• _Point placement lines_
○ ○ ○

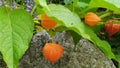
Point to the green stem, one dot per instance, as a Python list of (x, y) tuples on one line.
[(3, 2), (33, 9), (105, 15)]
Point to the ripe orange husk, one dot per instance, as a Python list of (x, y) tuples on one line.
[(52, 52), (91, 19), (47, 22)]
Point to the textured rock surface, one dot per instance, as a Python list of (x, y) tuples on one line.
[(83, 55)]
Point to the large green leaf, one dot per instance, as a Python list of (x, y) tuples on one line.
[(16, 29), (42, 3), (73, 22), (109, 4)]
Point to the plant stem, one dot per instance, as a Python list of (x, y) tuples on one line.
[(3, 2), (33, 9)]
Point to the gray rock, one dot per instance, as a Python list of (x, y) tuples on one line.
[(82, 55)]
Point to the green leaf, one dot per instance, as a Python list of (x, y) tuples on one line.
[(105, 4), (73, 22), (114, 2), (68, 1), (42, 3), (16, 30)]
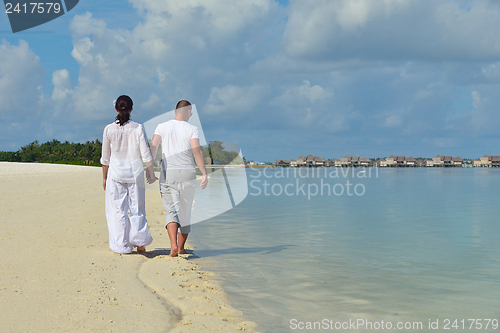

○ ○ ○

• _Request_
Copy every line above word for word, but leave out the pictures.

• _Task answer_
Point to the green stem, one dot per instance, as a Python list of (x, y) tuples on one line.
[(3, 2), (33, 9), (105, 15)]
Point to the ripe orange husk, one dot per instance, as a Python list of (x, y) tuples on one line.
[(52, 52), (91, 19), (47, 22)]
Point to the textured rock surface, one dot per instance, as a Python list of (x, y) tuples on one line.
[(83, 55)]
Point to the large green leaf, one dot per instance, as a Python list of (x, y) tuples on one line.
[(16, 29), (42, 3), (73, 22), (109, 4)]
Point to the plant stem, one dot per instance, as a Python list of (x, y) tuples on one line.
[(3, 2), (33, 9)]
Point to the gray rock, one dot per instance, as a Python list of (x, y) tuples on one line.
[(82, 55)]
Point to the green leaf, one dot per instance, as a Python list of (x, y) tuples on one line.
[(105, 4), (73, 22), (114, 2), (68, 1), (42, 3), (16, 30)]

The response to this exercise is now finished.